Oleh karena itu, perbedaan adalah
sesuatu yang niscaya bagi kita, tidak bisa kita menghindari perbedaan. Allah
berfirman: “ … Sekiranya Allah menghendaki, niscaya kamu dijadikan-Nya satu
umat (saja), tetapi Allah hendak menguji kamu terhadap pemberian-Nya kepadamu,
maka berlomba-lombalah berbuat kebajikan. Hanya kepada Allah-lah kembali kamu
semuanya, lalu diberitahukan-Nya kepadamu apa yang telah kamu perselisihkan
itu” (QS 5:48)
Perbedaan pendapat, dalam koridor
keilmuan merupakan rahmat bagi kita, perbedaan itu akan memperkaya pengetahuan
kita, dan ini telah dibuktikan oleh ulama-ulama besar dahulu seperti para imam
syariah Hanafi, Maliki, Syafii dan Hambali, semoga Allah merahmati mereka.
Namun, yang kita sayangkan adalah perdebatan itu kadang-kadang kita melupakan
ajaran Allah yang lain, yaitu kasih sayang, tidak jarang kita lihat kata-kata
kotor meluncur begitu saja, cacian, hujatan bahkan pengkafiran begitu mudah
kita dengar. Kalau kita lihat mereka yang berdebat dengan mengabaikan akhlakul
karimah biasanya dari kalangan yang tidak kita kenal kapabilitasnya dalam ilmu,
namun begitu, celakanya, ada juga diantara mereka yang berdebat tanpa
mengindahkan etika justru dari kalangan yang kita kenal berilmu.

| Tugas singkat 1 |
Ulangi kata demi kata bagian teks tentang perbedaan pendapat dari "Oleh karena itu, perbedaan" sampai "Allah merahmati mereka.".
| Tugas singkat 2 |
Jawab pertanyaan berikut berdasarkan teks tentang perbedaan pendapat:
(a) Ayat Al-Qur'an mana yang dikutip dalam teks?
(b) Para imam syariah mana saja yang disebut telah membuktikan bahwa perbedaan memperkaya pengetahuan?
(c) Ajaran Allah apa yang kadang-kadang dilupakan dalam perdebatan?
Baris-baris di bawah ini berasal dari sumber lain.

| Cuplikan data |
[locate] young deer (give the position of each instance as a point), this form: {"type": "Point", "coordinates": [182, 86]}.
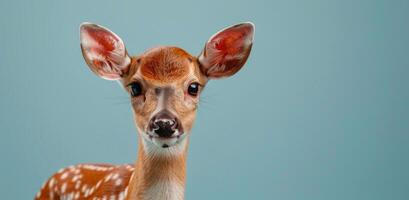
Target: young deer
{"type": "Point", "coordinates": [164, 84]}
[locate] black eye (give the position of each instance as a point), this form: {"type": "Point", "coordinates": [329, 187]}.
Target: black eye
{"type": "Point", "coordinates": [193, 89]}
{"type": "Point", "coordinates": [136, 89]}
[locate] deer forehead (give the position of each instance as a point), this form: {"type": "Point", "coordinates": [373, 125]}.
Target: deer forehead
{"type": "Point", "coordinates": [165, 65]}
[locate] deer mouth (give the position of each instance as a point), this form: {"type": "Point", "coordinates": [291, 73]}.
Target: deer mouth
{"type": "Point", "coordinates": [165, 142]}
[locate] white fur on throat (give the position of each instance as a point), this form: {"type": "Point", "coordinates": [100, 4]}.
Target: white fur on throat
{"type": "Point", "coordinates": [165, 190]}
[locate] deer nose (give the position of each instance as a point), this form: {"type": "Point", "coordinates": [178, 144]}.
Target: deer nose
{"type": "Point", "coordinates": [164, 124]}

| Jawaban tertulis 1 |
Oleh karena itu, perbedaan adalah
sesuatu yang niscaya bagi kita, tidak bisa kita menghindari perbedaan. Allah
berfirman: “ … Sekiranya Allah menghendaki, niscaya kamu dijadikan-Nya satu
umat (saja), tetapi Allah hendak menguji kamu terhadap pemberian-Nya kepadamu,
maka berlomba-lombalah berbuat kebajikan. Hanya kepada Allah-lah kembali kamu
semuanya, lalu diberitahukan-Nya kepadamu apa yang telah kamu perselisihkan
itu” (QS 5:48)
Perbedaan pendapat, dalam koridor
keilmuan merupakan rahmat bagi kita, perbedaan itu akan memperkaya pengetahuan
kita, dan ini telah dibuktikan oleh ulama-ulama besar dahulu seperti para imam
syariah Hanafi, Maliki, Syafii dan Hambali, semoga Allah merahmati mereka.

| Jawaban tertulis 2 |
(a) QS 5:48
(b) Hanafi, Maliki, Syafii, dan Hambali
(c) Kasih sayang